**** PASSAGE GIVEN

In SPA authentication, how does Auth0 remember that I'm logged in on page refresh?

I’ve read The Complete Guide to React User Authentication with Auth0 and got everything working. Something I’m not clear on however is how Auth0 is able to fetch my token when I reload the page. How does it remember I am logged in? I was poking around the cookies and I only see something like auth0.<CLIENT_ID_HERE>.is.authenticated, but nothing that uniquely identifies me.

I see code and code_verifier in the request payload of POST /oauth/token but I have no idea where that data is stored so it can be used on subsequent page reloads.

What’s also interesting is that if I open my demo app in Incognito window, the session isn’t maintained between page reloads.

Hi @iamdtang

Thanks for contacting us at Auth0 Community.

********
**** GIVEN INFORMATION

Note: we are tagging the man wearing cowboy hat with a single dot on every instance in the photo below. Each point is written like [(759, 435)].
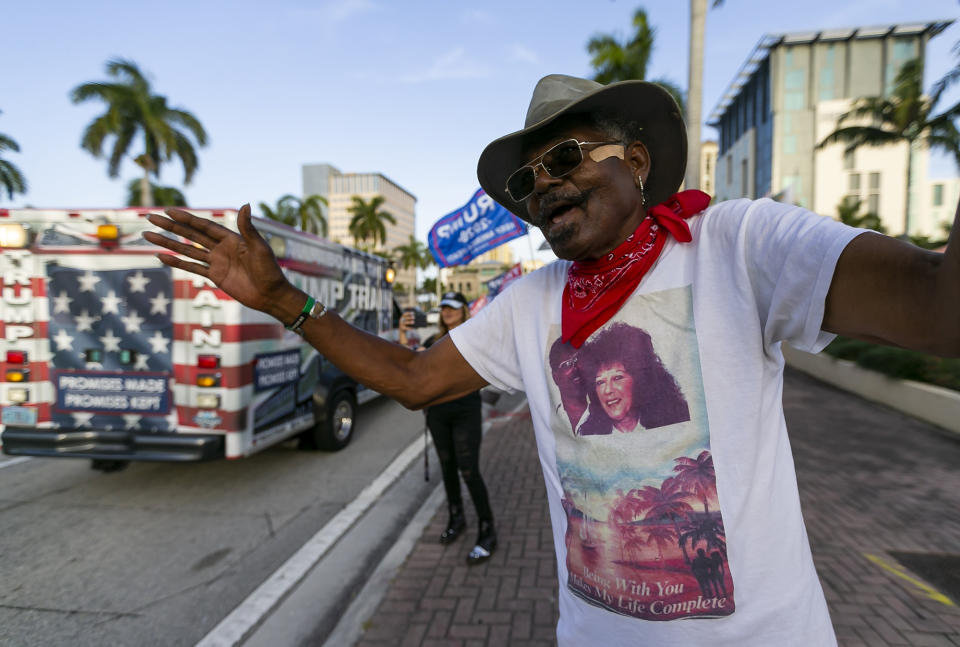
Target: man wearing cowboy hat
[(715, 289)]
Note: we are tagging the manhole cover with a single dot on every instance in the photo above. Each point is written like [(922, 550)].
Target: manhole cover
[(940, 570)]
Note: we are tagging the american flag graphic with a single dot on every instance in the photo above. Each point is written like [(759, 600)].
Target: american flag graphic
[(111, 338)]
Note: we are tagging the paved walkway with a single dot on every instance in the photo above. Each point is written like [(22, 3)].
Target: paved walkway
[(874, 483)]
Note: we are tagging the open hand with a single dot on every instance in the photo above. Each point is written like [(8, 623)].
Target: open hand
[(242, 265)]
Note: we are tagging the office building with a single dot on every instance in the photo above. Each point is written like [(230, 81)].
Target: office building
[(787, 98), (339, 188)]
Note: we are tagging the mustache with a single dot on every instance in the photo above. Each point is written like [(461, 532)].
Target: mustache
[(547, 204)]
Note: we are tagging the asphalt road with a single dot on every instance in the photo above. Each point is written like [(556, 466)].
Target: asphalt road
[(159, 553)]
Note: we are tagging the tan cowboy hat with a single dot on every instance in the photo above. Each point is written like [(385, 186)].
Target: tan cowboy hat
[(556, 95)]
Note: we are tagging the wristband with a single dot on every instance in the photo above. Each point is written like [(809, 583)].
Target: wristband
[(302, 316), (313, 309)]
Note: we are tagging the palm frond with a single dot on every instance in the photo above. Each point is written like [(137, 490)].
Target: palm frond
[(188, 121), (11, 179)]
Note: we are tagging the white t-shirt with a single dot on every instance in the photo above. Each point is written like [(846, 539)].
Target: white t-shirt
[(686, 530)]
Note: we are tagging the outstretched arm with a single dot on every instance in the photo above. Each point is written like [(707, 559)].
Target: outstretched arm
[(243, 266), (889, 291)]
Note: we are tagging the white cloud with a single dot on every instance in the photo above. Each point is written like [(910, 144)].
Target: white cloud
[(453, 64)]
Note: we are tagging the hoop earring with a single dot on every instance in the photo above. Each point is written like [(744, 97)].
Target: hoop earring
[(643, 191)]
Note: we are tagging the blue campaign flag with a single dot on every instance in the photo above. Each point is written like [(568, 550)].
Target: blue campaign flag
[(475, 228)]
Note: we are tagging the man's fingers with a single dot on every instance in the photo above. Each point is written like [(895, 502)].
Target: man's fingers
[(192, 251), (183, 223), (179, 263), (188, 232)]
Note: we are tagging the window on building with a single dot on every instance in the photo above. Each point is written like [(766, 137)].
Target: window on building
[(848, 159), (789, 144), (764, 95), (938, 195)]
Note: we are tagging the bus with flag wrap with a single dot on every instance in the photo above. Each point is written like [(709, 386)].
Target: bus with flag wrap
[(109, 355)]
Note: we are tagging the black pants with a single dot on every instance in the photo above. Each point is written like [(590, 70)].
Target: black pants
[(456, 430)]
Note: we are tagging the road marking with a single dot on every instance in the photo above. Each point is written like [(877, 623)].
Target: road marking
[(351, 624), (897, 570), (15, 461), (249, 613)]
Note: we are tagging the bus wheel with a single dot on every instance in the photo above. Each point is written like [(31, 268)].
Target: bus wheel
[(335, 428), (108, 465)]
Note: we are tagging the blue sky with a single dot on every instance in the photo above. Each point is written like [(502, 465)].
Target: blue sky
[(413, 90)]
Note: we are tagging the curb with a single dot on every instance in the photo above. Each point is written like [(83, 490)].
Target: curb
[(933, 404)]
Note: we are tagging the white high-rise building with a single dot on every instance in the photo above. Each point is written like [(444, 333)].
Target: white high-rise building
[(339, 188), (786, 99)]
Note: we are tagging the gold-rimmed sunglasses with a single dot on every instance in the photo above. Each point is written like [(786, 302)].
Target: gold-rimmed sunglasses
[(557, 162)]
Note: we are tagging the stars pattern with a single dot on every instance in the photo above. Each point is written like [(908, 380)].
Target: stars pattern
[(109, 316), (85, 321), (158, 304), (88, 281), (138, 282), (62, 303), (111, 303)]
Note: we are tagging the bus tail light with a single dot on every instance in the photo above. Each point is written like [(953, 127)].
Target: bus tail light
[(108, 235), (208, 401), (208, 361), (18, 375), (207, 381)]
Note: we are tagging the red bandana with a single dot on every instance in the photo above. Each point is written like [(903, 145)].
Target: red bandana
[(595, 290)]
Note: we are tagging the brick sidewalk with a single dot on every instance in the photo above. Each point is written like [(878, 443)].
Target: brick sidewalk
[(872, 481)]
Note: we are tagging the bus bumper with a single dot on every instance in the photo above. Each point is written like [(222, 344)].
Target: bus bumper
[(126, 445)]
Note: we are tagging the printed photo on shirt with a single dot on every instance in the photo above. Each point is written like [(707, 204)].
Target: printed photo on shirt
[(644, 531)]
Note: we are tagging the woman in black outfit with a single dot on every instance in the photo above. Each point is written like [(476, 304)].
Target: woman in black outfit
[(456, 430)]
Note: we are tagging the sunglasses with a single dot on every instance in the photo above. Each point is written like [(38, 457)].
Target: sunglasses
[(557, 162)]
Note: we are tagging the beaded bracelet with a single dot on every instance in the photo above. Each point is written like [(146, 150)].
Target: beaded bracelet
[(295, 326)]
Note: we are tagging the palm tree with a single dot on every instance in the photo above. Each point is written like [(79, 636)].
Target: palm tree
[(906, 115), (662, 536), (11, 178), (163, 196), (697, 476), (368, 220), (704, 529), (134, 111), (666, 502), (414, 254), (616, 61)]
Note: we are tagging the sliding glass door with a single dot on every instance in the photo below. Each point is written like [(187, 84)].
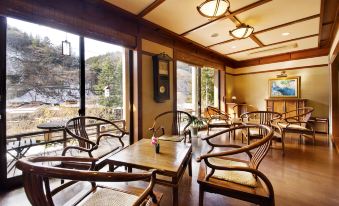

********

GOALS:
a: From the Auth0 login question, list every cookie name, request payload field, and API endpoint that the poster mentions.
b: Pick up the Auth0 login question from its final line and write the rest of the reply to @iamdtang.

ANSWERS FOR THE EXERCISE:
a:
- auth0.<CLIENT_ID_HERE>.is.authenticated (cookie name)
- code (request payload field)
- code_verifier (request payload field)
- POST /oauth/token (endpoint)

b:
I’ll go through how this works at a high level. As soon as the user (through the browser) starts interacting with the Auth0 domain (e.g., the first /authorize request), a “session” is created. The session basically ties the browser to some state stored on the Auth0 server side. This session is tied to the auth0 cookie on the client side and the browser will store that cookie. The content of the auth0 cookie is a reference to the session stored server-side. Every subsequent request from the browser to the Auth0 domain will include that auth0 cookie. This means that as long as the user uses the same browser, Auth0 will keep track of the user. The cookie have will not have your information but a pointer to the server side session which does have your information.

I hope this clarifies your question, you can read more about session and they relate in SPA’s here https://auth0.com/docs/users/sessions

Incognito mode can cause the cookie not to be sent in the request, I think these will be the third party cookie settings in the browser, you should be able to disable this in the browser settings.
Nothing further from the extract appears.